■ WRITTEN PROBLEM ■
Can you reproduce the stored data below word for word, from the first line to the last?

Start of ENTRIES SUPPLIED

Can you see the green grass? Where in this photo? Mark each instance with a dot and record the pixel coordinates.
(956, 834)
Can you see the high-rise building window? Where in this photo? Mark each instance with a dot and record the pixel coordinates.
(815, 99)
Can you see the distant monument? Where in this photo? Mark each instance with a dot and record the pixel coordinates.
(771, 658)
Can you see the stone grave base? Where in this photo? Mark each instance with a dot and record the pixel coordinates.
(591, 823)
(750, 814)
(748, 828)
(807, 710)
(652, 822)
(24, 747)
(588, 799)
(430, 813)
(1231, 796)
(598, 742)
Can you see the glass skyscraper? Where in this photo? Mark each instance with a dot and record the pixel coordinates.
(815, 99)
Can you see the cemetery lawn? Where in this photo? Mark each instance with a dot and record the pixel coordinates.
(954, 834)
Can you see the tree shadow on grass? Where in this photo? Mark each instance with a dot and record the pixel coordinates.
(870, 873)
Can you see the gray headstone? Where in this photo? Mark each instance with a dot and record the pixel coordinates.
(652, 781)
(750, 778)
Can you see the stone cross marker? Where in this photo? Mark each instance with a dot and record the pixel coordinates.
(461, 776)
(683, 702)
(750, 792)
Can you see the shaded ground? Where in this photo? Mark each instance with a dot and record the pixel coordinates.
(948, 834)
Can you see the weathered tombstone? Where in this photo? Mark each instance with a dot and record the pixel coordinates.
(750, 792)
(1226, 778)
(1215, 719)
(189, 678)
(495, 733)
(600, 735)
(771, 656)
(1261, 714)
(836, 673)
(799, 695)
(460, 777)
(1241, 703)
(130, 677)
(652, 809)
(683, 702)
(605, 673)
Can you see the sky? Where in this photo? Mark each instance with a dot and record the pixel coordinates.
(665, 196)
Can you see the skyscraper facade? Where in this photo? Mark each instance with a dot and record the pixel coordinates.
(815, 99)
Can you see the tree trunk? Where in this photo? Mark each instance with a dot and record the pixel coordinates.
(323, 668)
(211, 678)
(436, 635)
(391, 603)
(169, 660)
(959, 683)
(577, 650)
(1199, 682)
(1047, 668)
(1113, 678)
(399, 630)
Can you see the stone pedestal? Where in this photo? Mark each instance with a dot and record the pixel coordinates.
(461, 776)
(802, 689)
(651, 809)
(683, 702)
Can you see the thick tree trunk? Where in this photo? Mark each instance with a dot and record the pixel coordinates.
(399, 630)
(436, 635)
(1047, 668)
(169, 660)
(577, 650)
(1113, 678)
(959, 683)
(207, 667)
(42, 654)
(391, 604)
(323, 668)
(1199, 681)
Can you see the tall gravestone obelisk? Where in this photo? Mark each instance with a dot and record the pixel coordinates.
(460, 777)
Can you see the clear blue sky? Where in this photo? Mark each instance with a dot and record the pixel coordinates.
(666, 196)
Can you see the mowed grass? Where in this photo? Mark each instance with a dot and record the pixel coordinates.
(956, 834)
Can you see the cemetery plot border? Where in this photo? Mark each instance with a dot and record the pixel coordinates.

End of ENTRIES SUPPLIED

■ FULL RESPONSE ■
Can you see the green grass? Where in this photo? Mark each instance with a dot and record the pixel coordinates.
(956, 834)
Can you see the high-rise building window? Where in this photo? Mark each instance with a dot and record the pixel coordinates.
(815, 99)
Can you see the distant monument? Where in this photo? Mark each instance with a dot and record the pixel coordinates.
(771, 658)
Can you see the stone grave base? Where in this photo? Mark each instance with a dot and record the pixel coordinates.
(591, 823)
(750, 814)
(748, 828)
(807, 710)
(652, 822)
(24, 747)
(588, 799)
(430, 813)
(1231, 796)
(598, 742)
Can you see the glass skyscraper? Where in this photo? Mark each instance with a dot and record the pixel coordinates.
(815, 99)
Can you see the cemetery lawn? Where in this photo? Mark each instance with a dot and record the pixel coordinates.
(954, 834)
Can you see the tree shadow on grass? Where in this photo? Mark each instance with a dot and record the pixel coordinates.
(870, 873)
Can you see the gray headstone? Where in this photo? Mark each instance with a dot and record the pixel coordinates.
(652, 781)
(750, 778)
Can you see the stone cross marker? Where in this photo? Mark each instance with a dot and record the pixel coordinates.
(461, 776)
(683, 702)
(750, 792)
Can you see the shaded ground? Where in this photo? Mark each instance with a dot and record the pixel coordinates.
(948, 834)
Can you see the weathered tombstone? Where in this photo? Mark each instance with a dot and record the pixel coordinates.
(750, 792)
(1226, 778)
(1215, 719)
(189, 678)
(495, 733)
(600, 735)
(771, 656)
(1261, 714)
(836, 673)
(799, 695)
(460, 777)
(1241, 703)
(130, 677)
(652, 809)
(683, 702)
(605, 673)
Can you see the sky? Where in this photo? Mark each instance with a dot and record the pixel coordinates.
(665, 196)
Can you see the skyscraper facade? Where in this photo? Mark each instance with a dot and record the pixel coordinates.
(815, 99)
Can you see the tree trunk? Where in this photo? Mark each instance with a dot and record the pixel coordinates.
(323, 668)
(211, 678)
(436, 635)
(391, 603)
(169, 660)
(959, 683)
(577, 650)
(1199, 682)
(1047, 668)
(1113, 678)
(399, 630)
Can you see the stone pedestal? Where in this photo? Mark each instance with a dot and record the pixel coordinates.
(461, 776)
(802, 689)
(651, 809)
(683, 702)
Can you see the thick tree trunk? Where in this photo? Mark each instance with a dot and record the pixel coordinates.
(399, 630)
(436, 635)
(1047, 668)
(169, 660)
(577, 650)
(1113, 678)
(959, 683)
(207, 667)
(42, 654)
(391, 604)
(323, 668)
(1199, 681)
Can you see the tall gravestone obelisk? Where in this photo? Mark each instance with a dot and record the pixel coordinates.
(460, 777)
Can you see the clear blue sky? Where in this photo? Mark each instance with a dot and record the pixel coordinates.
(666, 196)
Can you see the mowed grass? Where in this photo? Mark each instance with a dot and record the pixel coordinates.
(956, 834)
Can you see the cemetery plot border? Where in this photo? Mark each instance with a dot and record the pixel coordinates.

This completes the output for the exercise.